A GC-FID instrument is not an instrument that can be bought by anyone. The flame ionization detector requires hydrogen gas that is a major hazard to have in an environment where inexperienced workers are situated. To maintain and run a GC-FID takes education of staff and it takes equipment that aren’t reusable. If a company needs daily or weekly analysis of wine this a method that requires many resources and well-educated staff. This might not be the priority of smaller winery such as Grythyttan Vin.

The same thoughts around cost, safety and education of staff apply when using the GC-MS. The instrument itself is a big expense and when ran it uses gas, electricity and each sample uses special GC-vials. Even though GC-MS is very specific and accurate method in most cases, in this case the high concentrations of ethanol are too high for the detector. The detector becomes over-charged and to prevent this from happening the samples has to be diluted. This adds to the sample preparation time and contributes another factor for the staff to be educated in. Also to be taken in consideration in this method is the high sugar content of certain wine samples, such as the Skogsglögg.

When studying the results from this study the percentage of alcohol is much higher than anticipated. The peaks in the chromatogram are in contact with the base line but aren’t goods peak. The detector is overcharged and didn’t give clear peaks.

The time to run one cycle on the GC-MS is longer than the GC-FID and unless another method to prevent the overcharging is developed then the GC-FID is so far the best option. As mentioned in the method no results could be derived from the micro-NIR analysis. Partial spectra could be obtained when analysing the different standard solutions. At higher

wavelengths the device became saturated. This seemed to improve when changing the

distance to the sample but at to far distance the readings became even worse. The experiment could maybe be working if more time and effort were put in to it to develop a functioning method. Due to time constraints and lack of good results by the means supplied the

(19)

The Alcolyzer Wine situated at Grythyttan Vin seemed so far to be the most accurate. When analysing the finished product samples they showed the results expected. The instrument is small and rather cheap. The simple version without auto sampler and only alcohol analysis can be bought at a one time cost of approximately 200 000 Swedish kronor. Not many costs are added to this once the machine is running; only disposable 5 mL syringes for sample injection and deionized water for cleaning of the instrument.

The analysis is quick, approximately 1 minute in total per sample. The procedure is simple; a sample can be taken straight from the cistern, injected in to the instrument with the syringe and by hitting a button you have the result approximately 30 seconds later. The same 5 mL of sample can be used again to make replicates. No extra chemicals or disposal containers are needed.

A trend that can be seen within the result is that the volume percentage increases with the replicates. This might be due to residues in the path of the emitted light that increases the ethanol levels. To get more accurate readings the instrument should be rinsed with deionized water between every replicate to be sure no residues are present. Although this might not be a big problem for the wineries since this instrument only is used to give an idea on whether the wine is within the given limiting values. If better accuracy is needed another analysis is needed to make sure that the rinsing between samples are the factor that gives the occurring error.

WHAT IS ASKED: In one to three sentences, explain why the passage on wine alcohol analysis says samples must be diluted when the GC-MS is used. The listing after this passage is independent material and has no connection to the passage itself.

Records from a point labeling set

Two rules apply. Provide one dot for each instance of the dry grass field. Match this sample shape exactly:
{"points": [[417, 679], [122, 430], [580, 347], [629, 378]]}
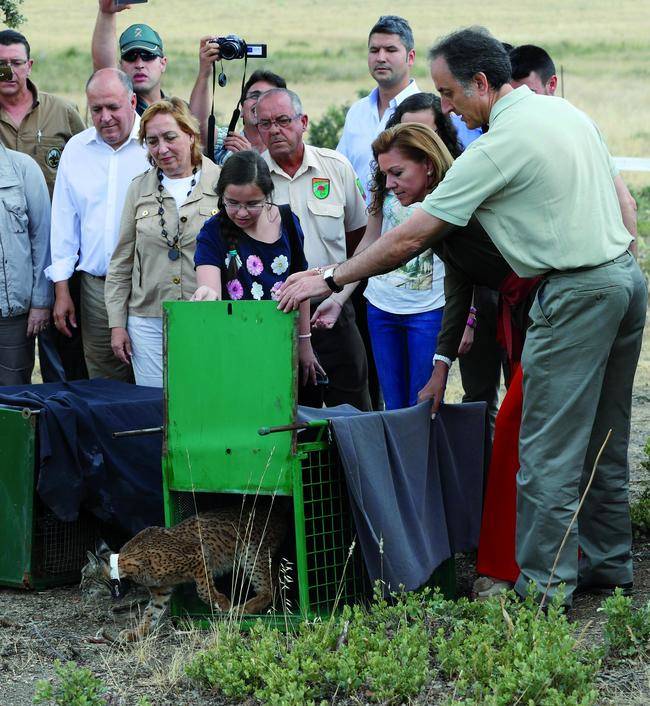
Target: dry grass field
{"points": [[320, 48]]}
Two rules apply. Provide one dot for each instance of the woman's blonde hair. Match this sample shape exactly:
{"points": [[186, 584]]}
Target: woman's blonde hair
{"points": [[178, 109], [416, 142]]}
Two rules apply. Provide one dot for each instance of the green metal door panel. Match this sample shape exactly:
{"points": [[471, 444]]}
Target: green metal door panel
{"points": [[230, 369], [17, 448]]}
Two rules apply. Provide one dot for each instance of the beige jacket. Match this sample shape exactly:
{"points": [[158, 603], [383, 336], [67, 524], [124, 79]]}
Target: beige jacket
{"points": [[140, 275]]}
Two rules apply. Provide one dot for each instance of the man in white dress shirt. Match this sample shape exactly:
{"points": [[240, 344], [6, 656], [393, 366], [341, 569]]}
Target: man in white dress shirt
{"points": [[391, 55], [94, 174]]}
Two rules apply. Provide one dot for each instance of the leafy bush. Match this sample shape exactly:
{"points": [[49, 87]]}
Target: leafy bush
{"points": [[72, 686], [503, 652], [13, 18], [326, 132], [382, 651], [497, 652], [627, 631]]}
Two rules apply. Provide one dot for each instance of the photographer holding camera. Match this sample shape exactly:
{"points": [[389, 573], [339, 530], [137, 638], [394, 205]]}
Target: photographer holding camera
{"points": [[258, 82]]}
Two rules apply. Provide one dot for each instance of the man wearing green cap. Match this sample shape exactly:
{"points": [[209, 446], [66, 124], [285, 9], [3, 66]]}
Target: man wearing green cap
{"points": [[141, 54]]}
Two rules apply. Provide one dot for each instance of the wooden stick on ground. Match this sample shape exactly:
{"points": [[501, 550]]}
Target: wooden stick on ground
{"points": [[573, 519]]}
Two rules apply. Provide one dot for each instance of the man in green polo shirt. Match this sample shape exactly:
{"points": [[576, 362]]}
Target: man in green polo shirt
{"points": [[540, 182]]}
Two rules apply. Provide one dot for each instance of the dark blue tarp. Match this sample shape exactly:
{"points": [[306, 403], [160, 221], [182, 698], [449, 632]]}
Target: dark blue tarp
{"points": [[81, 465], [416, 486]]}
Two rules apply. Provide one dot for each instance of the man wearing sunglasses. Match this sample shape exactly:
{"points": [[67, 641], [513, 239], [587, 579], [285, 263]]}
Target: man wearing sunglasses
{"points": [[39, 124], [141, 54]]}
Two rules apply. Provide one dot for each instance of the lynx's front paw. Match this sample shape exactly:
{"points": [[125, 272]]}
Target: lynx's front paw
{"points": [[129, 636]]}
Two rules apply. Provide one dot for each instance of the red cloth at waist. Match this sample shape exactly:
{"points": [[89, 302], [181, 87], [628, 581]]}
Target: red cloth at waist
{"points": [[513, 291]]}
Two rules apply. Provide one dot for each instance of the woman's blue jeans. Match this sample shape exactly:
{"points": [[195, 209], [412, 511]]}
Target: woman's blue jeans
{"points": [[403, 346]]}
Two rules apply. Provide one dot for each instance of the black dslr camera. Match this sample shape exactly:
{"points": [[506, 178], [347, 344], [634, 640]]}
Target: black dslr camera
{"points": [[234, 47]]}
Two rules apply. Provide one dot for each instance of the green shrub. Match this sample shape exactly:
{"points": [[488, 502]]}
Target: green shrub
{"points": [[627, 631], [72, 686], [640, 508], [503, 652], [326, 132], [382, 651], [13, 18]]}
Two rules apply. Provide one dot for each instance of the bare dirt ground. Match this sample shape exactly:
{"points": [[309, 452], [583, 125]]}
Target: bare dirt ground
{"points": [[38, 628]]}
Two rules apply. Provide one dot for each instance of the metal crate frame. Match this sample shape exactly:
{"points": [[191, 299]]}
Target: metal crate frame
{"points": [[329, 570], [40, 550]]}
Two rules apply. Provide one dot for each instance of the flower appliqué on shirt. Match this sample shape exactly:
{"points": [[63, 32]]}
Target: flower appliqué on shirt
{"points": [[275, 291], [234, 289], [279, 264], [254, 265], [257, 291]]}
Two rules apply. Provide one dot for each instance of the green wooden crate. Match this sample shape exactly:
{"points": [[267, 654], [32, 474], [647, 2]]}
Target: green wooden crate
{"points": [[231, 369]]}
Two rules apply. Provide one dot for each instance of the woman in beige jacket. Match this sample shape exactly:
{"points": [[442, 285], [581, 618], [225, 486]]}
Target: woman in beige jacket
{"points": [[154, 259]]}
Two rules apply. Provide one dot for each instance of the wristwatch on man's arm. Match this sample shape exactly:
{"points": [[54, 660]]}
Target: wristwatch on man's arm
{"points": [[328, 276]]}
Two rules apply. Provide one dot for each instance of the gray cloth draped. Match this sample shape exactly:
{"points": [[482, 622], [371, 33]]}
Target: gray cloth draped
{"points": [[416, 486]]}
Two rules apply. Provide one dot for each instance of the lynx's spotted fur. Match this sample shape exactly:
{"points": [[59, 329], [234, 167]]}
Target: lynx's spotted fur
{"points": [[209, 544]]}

ANSWER FOR THE TASK: The high ethanol concentrations in wine are too high for the GC-MS detector, which becomes overcharged. Diluting the samples prevents this overcharging.